**PROMPT**: Transcribe exactly the line that contains "Query: backpack" and every line after it to the end of the entries, and nothing more.

**RAW DATA**:
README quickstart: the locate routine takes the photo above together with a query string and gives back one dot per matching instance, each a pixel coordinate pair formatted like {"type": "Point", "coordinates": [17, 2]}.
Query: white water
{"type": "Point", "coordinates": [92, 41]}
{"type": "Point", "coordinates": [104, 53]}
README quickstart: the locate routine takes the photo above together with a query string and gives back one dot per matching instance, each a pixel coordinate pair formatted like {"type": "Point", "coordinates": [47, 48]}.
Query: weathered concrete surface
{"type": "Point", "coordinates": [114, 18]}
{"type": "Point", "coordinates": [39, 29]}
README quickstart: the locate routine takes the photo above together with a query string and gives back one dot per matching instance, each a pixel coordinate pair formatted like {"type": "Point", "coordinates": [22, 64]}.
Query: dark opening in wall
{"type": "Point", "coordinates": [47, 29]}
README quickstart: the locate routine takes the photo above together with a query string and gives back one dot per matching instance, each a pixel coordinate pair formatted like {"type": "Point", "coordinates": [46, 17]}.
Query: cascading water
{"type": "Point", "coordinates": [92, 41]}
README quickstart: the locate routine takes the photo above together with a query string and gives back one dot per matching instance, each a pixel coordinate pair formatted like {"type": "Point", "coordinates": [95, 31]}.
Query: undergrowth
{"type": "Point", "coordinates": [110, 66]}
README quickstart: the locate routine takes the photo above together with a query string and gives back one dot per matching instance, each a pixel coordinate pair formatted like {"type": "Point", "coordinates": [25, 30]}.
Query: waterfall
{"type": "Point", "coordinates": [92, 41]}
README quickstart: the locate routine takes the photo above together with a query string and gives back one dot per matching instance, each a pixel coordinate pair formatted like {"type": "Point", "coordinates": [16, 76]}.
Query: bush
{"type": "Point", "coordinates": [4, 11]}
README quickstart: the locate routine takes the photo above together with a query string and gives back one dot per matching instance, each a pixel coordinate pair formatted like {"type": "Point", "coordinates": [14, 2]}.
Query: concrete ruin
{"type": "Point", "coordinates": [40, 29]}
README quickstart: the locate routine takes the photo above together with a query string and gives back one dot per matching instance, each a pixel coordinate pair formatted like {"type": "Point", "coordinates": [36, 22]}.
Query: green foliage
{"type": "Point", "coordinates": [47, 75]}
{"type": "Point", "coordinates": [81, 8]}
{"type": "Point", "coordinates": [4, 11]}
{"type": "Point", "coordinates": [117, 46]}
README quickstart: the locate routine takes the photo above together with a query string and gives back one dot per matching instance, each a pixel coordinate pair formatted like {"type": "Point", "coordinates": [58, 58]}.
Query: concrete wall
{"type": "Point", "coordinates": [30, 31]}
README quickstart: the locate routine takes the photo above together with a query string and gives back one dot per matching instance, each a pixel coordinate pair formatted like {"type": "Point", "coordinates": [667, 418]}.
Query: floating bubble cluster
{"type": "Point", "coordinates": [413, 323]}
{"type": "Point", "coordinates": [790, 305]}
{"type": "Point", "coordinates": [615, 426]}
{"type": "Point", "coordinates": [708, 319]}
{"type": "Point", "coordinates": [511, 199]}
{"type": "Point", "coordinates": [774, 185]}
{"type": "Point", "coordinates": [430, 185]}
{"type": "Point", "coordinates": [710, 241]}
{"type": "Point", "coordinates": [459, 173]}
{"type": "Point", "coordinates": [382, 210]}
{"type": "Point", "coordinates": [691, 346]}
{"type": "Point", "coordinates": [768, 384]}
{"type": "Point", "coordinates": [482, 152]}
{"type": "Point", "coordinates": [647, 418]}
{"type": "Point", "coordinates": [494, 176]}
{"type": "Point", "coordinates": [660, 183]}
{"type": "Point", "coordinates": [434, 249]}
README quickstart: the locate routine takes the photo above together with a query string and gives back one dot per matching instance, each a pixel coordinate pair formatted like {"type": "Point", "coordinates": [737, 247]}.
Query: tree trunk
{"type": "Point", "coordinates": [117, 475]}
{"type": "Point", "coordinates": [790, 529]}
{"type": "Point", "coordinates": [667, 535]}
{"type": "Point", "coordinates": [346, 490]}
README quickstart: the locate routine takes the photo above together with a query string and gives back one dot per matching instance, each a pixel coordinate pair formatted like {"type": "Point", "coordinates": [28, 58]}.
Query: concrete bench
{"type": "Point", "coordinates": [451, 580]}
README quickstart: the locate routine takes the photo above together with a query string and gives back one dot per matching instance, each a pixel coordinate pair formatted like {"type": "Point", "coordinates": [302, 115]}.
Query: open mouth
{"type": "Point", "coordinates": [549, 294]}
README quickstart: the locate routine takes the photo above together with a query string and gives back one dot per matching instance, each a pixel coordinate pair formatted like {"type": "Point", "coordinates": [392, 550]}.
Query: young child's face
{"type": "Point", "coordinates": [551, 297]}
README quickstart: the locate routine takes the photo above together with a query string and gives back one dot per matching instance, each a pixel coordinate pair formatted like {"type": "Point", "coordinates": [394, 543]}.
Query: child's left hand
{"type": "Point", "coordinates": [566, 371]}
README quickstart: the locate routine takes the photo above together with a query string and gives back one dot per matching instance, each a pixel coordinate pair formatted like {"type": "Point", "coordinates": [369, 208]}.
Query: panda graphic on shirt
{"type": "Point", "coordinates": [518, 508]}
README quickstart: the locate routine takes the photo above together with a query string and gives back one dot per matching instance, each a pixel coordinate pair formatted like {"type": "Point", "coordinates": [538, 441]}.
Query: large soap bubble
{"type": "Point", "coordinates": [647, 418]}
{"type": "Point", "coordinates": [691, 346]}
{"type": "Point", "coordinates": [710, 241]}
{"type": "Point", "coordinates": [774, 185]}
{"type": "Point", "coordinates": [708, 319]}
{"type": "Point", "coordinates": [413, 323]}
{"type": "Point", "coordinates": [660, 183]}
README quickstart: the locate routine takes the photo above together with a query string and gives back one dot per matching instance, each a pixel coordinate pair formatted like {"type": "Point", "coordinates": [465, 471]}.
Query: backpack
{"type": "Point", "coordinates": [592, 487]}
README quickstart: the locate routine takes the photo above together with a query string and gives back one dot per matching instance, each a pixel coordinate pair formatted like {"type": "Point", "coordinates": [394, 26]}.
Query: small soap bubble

**OUTPUT FOR THIS EXERCISE**:
Query: backpack
{"type": "Point", "coordinates": [592, 487]}
README quickstart: the locate routine takes the photo above together with a query string and gives back one dot per matching instance, each a pixel coordinate pair formatted like {"type": "Point", "coordinates": [394, 26]}.
Query: small soap bubble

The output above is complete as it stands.